### Tasks to complete
- a) Reproduce the supercapacitor article word for word from "US Navy finds" to "for this efficiency.".
- b) According to the supercapacitor article, what do the other manufacturers use in place of Skeleton's curved graphene?

### Extracted text
__________

US Navy finds Skeleton's graphene-enhanced supercapacitors outperform competitors for transient load applications

A study led by John Heinzel from the US Naval Surface Warfare Center in Philadelphia, along with researchers at the University of Texas at Arlington, has compared the performance of supercapacitors from four different manufacturers: Maxwell, Ioxus, JM Energy, and Skeleton. Of the four tested, only the Skeleton supercapacitors are graphene-enhanced.

The team studied cells from the four different manufacturers under high pulsed load conditions to measure their power density into low-impedance loads. The researchers found that the Skeleton cell far outperformed the other cells tested, and graphene was mentioned as the probable cause for this efficiency.

The researchers commented: "Its [the Skeleton cell] ESR was less than half of any of the other cells tested, and its power density is more than 10-kW/kg higher than the others. As for the JM Energy cell, it was the least power dense and had the highest ESR of the four cells tested. This was as expected due to its properties as an LIC, though it is more energy dense than the other three cells as well.

Skeleton’s superior results are likely due to their use of curved graphene instead of the activated carbon that the other manufacturers use. This advancement in the energy storage technology will allow for the construction of energy systems that can supply more power to transient loads and allow for the reduction in the size of existing systems. It also allows for more efficient energy storage systems due to the cell’s low ESR. Future testing will include repetitive pulsing that will be used to compare the amount of energy lost as heat for each cell due to their ESR".

Earlier this month, Skeleton Technologies stated its plan to invest €25 million in its plant located in the German state of Saxony. With this investment, Skeleton aims to expand its research and development as well as scale its production.

__________

### Supplied information
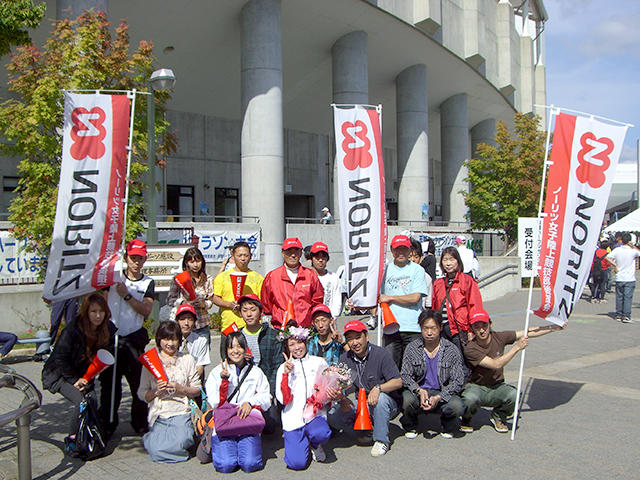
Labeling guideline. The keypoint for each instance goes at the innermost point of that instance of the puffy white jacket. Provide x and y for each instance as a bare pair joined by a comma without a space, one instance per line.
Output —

__________

### List of solutions
- a)
US Navy finds Skeleton's graphene-enhanced supercapacitors outperform competitors for transient load applications

A study led by John Heinzel from the US Naval Surface Warfare Center in Philadelphia, along with researchers at the University of Texas at Arlington, has compared the performance of supercapacitors from four different manufacturers: Maxwell, Ioxus, JM Energy, and Skeleton. Of the four tested, only the Skeleton supercapacitors are graphene-enhanced.

The team studied cells from the four different manufacturers under high pulsed load conditions to measure their power density into low-impedance loads. The researchers found that the Skeleton cell far outperformed the other cells tested, and graphene was mentioned as the probable cause for this efficiency.

- b) Activated carbon.